In the listing below, find the line containing "Reviewer note: every instance of the red and". Write out that line and every line after it to the end, exactly and only those.

[begin Supplied data]

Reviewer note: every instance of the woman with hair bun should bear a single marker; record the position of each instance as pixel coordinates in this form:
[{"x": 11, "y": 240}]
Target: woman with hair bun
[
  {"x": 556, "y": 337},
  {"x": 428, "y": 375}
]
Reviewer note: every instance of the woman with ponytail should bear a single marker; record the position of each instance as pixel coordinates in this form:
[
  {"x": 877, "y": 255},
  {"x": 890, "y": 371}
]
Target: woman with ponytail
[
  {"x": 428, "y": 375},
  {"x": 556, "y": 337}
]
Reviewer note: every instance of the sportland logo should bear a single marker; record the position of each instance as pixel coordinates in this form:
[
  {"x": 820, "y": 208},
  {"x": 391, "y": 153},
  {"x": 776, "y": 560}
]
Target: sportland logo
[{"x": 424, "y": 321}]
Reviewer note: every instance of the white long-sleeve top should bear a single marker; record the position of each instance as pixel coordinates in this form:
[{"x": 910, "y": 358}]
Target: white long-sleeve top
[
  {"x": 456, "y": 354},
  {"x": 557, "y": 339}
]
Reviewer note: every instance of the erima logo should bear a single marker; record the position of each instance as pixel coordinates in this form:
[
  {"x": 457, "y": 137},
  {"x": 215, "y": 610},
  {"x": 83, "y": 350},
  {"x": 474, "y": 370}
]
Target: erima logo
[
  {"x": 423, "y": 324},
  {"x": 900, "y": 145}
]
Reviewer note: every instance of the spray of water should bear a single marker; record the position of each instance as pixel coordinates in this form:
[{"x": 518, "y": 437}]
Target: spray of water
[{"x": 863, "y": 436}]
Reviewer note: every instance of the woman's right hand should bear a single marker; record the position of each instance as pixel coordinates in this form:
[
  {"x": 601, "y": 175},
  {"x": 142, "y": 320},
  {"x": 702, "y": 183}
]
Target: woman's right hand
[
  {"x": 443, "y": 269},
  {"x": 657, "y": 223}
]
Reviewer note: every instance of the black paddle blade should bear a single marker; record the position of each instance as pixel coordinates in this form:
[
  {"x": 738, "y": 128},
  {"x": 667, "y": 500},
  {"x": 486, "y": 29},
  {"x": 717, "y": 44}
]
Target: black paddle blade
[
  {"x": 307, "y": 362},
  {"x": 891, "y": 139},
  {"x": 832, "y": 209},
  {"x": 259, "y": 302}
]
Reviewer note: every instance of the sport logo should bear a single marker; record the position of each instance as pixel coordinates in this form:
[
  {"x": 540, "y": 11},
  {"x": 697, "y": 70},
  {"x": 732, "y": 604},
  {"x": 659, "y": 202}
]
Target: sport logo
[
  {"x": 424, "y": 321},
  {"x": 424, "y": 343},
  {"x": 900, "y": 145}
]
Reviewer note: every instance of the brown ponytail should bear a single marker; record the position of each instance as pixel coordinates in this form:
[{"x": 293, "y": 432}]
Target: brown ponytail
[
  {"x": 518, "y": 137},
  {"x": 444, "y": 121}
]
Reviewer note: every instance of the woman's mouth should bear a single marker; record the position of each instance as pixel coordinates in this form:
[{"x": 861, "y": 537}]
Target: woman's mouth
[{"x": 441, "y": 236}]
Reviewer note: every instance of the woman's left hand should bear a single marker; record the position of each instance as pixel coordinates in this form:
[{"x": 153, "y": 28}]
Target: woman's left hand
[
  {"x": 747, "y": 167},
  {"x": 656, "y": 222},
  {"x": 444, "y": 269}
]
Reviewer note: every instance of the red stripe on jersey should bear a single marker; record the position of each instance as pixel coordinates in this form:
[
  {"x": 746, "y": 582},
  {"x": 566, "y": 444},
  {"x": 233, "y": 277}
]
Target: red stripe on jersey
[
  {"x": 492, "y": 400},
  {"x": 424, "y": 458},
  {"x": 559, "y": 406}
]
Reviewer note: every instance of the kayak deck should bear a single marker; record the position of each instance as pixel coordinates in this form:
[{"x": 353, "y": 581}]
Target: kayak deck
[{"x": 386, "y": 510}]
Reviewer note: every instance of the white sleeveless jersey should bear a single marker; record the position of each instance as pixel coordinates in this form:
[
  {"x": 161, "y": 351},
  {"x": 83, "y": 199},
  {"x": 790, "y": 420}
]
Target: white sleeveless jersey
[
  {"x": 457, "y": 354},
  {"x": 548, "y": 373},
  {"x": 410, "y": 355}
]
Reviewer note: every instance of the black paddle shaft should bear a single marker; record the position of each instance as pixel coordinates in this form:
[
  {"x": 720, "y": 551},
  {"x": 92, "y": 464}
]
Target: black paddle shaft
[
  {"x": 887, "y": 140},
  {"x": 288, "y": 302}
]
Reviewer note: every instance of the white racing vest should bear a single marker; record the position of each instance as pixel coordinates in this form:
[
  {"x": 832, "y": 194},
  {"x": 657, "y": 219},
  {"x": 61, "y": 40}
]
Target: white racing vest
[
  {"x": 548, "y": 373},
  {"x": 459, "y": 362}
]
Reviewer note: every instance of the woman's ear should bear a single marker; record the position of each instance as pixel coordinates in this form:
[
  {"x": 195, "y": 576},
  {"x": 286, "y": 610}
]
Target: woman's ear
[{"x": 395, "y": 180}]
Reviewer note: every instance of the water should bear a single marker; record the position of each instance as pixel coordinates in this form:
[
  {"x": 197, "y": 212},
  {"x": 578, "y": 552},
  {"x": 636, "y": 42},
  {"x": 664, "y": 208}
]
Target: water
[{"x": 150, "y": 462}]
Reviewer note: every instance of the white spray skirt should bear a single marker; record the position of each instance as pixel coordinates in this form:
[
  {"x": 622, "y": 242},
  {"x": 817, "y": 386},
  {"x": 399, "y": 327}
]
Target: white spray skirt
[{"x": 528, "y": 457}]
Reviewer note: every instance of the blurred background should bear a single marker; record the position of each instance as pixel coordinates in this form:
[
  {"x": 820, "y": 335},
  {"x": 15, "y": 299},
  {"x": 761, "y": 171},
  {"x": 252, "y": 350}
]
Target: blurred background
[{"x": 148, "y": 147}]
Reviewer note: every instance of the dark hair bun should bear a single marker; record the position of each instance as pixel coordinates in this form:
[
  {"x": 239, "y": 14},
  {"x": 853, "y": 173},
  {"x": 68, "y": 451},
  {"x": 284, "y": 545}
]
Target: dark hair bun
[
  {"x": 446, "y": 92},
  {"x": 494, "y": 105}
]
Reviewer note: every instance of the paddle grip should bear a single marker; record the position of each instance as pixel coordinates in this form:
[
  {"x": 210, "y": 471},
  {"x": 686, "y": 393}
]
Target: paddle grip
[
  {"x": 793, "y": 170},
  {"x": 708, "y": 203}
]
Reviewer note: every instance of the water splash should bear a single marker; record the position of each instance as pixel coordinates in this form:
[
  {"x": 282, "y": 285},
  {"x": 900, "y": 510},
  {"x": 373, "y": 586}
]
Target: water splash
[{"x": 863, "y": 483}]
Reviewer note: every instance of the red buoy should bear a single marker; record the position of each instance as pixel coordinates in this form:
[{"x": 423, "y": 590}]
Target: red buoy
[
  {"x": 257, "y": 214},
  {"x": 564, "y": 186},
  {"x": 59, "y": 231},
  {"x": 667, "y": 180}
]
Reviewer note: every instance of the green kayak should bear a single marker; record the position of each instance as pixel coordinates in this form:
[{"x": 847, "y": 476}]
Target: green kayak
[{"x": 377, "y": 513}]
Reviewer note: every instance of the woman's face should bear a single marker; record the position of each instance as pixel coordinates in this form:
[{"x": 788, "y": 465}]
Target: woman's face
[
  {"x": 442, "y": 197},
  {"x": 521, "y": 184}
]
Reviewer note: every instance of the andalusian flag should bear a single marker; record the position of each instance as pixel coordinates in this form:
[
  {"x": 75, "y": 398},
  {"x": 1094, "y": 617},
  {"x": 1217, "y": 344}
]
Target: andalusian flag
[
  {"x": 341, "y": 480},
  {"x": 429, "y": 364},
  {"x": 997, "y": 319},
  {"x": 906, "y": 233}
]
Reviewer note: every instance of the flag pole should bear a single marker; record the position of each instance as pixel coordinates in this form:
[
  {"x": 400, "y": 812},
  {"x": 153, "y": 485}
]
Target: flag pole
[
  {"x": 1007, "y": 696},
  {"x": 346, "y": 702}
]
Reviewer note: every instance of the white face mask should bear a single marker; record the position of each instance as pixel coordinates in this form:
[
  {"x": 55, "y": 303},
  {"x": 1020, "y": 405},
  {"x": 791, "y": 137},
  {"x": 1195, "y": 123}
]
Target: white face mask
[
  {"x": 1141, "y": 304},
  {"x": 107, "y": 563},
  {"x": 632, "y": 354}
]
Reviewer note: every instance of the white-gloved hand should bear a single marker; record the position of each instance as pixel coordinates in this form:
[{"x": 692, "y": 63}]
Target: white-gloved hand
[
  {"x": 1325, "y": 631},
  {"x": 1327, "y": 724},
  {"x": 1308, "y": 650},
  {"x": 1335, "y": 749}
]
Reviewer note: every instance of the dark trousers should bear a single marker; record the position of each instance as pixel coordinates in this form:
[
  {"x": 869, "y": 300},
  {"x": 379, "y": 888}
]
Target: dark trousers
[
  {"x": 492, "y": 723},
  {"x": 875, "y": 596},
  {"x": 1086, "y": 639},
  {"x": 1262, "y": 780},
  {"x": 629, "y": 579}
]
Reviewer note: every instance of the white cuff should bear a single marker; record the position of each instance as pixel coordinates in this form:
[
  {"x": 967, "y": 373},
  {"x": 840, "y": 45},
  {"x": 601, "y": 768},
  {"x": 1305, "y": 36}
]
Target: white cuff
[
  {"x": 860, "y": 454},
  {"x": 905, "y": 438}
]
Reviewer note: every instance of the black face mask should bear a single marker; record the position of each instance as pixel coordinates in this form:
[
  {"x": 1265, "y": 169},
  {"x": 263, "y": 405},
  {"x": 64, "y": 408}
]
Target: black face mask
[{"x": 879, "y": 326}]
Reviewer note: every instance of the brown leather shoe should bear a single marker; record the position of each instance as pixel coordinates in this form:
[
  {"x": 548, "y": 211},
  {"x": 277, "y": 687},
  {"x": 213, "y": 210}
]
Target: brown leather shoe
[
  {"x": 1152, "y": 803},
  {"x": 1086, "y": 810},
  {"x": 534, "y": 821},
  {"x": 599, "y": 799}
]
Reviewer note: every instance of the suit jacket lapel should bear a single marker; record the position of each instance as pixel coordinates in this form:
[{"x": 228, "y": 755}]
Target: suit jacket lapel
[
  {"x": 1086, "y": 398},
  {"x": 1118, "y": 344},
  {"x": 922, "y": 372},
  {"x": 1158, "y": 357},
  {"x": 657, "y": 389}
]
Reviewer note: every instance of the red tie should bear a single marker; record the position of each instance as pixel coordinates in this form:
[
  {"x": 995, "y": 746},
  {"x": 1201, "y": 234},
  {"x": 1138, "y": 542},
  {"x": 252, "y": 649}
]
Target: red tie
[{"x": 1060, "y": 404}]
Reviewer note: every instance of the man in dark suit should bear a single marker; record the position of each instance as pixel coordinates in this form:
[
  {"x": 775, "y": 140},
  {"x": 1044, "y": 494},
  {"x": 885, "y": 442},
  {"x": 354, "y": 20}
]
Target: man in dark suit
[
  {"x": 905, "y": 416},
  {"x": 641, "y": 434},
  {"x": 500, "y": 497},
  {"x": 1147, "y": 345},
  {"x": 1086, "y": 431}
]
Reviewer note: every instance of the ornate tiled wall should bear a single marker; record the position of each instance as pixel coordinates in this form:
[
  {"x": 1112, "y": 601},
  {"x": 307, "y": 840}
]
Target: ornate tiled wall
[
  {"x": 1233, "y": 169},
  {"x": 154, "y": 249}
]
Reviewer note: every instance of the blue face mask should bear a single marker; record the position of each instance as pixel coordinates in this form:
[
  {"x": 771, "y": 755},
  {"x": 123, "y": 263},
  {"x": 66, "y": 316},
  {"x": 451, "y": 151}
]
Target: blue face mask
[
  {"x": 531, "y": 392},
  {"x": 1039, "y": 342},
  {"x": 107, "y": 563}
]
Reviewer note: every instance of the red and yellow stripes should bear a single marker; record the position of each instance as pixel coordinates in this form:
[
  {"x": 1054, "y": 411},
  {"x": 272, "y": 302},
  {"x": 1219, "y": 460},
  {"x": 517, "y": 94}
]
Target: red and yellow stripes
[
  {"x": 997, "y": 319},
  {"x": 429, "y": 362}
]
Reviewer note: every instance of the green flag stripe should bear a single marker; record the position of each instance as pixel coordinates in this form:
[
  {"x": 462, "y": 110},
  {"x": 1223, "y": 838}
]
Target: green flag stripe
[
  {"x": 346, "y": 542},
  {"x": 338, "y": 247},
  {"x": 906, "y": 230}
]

[end Supplied data]

● **Exercise result**
Reviewer note: every instance of the red and yellow stripes should bear a single marker; record the position of each instance as pixel coordinates in this form:
[
  {"x": 1054, "y": 411},
  {"x": 272, "y": 302},
  {"x": 1219, "y": 460},
  {"x": 517, "y": 94}
]
Target: red and yellow stripes
[
  {"x": 997, "y": 319},
  {"x": 429, "y": 362}
]
Reviewer note: every instance of the green flag stripe should bear a single marker; record the position of each instance as pixel coordinates in this form:
[
  {"x": 462, "y": 110},
  {"x": 1223, "y": 838}
]
Target: green flag stripe
[
  {"x": 346, "y": 542},
  {"x": 338, "y": 247},
  {"x": 906, "y": 230}
]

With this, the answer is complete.